======== Passage

The Appellant's Position:

[3]      The Appellant alleges that the Event operated as an unincorporated "not-for-profit" arrangement or association, run by a committee of volunteers, like himself, "whose interests were limited to the success of the Festival itself". The Appellant also argues that in those years when the Event generated profit, the profit was distributed to the Festival or to local charitable organizations in accordance with the committee's mandate and that none of the volunteer committee members, including the Appellant, personally profited from the Event.

The Respondent's Position:

[4]      The Appellant operated the Event as a sole proprietorship and personal business, such that income from the Event was income of the Appellant. The Minister contends that the Appellant sold tickets to the Event, sold beer and wine inside the tent, that these sales were paid for in cash, that the Appellant used a bank account in his name, personally obtained a loan in respect to this Event, that he was responsible for payment of expenses and that he received the funds from the Event transactions. In addition the Minister alleges that the Appellant was required to be registered pursuant to the Excise Tax Act and was liable to collect and remit GST during these years.

================
======== Information provided

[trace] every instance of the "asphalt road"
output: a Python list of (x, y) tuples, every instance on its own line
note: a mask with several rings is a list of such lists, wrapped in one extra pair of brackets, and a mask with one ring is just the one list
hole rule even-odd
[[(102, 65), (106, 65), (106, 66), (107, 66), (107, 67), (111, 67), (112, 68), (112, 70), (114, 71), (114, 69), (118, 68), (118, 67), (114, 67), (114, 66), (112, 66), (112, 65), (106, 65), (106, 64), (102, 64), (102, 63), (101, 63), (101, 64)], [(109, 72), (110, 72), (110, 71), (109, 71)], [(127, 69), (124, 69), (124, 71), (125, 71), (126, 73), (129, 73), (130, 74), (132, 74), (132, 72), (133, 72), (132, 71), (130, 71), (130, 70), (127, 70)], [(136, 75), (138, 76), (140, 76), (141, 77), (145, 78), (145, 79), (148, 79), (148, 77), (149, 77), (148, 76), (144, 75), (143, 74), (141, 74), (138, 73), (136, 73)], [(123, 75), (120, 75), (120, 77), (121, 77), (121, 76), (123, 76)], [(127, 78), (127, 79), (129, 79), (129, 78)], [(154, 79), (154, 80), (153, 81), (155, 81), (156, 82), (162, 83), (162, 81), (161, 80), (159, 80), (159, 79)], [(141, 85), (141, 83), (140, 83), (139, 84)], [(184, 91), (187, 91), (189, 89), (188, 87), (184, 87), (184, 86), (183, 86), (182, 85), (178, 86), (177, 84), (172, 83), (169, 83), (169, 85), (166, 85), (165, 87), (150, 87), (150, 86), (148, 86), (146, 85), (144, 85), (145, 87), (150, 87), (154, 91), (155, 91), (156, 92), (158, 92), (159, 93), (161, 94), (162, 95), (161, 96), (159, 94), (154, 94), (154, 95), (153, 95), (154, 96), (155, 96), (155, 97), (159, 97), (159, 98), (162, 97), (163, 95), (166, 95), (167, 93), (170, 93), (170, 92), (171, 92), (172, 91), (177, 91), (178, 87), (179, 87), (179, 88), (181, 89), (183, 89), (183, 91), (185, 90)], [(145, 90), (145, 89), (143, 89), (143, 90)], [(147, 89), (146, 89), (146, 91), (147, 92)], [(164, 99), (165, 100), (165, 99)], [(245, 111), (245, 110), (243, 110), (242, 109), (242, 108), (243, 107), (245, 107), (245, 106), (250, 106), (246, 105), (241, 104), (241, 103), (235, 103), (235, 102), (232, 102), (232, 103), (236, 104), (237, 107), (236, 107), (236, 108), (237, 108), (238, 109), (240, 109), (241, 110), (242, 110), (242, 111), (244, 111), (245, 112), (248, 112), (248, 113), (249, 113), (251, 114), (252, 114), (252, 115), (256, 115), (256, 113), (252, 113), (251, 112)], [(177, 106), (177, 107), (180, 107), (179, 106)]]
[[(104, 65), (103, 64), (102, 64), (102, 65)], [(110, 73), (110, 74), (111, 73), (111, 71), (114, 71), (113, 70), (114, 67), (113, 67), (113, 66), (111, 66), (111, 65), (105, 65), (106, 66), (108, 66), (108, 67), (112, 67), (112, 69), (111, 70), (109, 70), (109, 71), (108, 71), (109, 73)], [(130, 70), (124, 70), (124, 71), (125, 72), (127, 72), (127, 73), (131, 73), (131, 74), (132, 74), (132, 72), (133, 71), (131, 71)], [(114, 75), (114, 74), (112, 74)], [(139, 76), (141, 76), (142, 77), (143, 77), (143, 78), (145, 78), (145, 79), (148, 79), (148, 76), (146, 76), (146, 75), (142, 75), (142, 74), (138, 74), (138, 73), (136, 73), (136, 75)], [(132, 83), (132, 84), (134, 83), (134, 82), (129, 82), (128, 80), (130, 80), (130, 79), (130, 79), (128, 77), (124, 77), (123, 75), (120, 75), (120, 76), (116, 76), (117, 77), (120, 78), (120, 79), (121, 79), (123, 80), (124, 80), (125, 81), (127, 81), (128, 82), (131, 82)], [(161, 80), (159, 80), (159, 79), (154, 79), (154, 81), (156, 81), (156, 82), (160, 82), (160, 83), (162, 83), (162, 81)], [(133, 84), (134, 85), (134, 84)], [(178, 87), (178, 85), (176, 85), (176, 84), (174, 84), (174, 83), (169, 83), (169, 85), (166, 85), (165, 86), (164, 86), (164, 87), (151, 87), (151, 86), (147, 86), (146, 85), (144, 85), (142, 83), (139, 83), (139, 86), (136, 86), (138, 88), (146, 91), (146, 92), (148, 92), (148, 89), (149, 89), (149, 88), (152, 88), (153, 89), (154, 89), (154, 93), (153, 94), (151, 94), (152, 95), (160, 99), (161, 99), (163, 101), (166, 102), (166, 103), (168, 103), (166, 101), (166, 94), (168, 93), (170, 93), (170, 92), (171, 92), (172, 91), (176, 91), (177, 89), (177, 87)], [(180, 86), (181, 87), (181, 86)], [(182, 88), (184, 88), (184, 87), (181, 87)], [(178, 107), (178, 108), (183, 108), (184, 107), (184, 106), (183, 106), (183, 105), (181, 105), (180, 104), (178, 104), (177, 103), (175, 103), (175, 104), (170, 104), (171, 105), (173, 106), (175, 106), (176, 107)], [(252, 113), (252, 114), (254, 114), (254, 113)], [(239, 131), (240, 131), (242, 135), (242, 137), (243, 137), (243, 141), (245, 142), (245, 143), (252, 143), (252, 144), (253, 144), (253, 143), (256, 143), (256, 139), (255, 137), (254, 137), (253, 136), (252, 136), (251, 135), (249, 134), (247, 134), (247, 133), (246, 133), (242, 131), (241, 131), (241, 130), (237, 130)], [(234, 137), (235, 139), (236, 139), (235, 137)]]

================

Task to carry out: In the tax dispute passage above, where does the Appellant say the Event's profit went in the years it made one?

Answer: It went to the Festival or to local charitable organizations.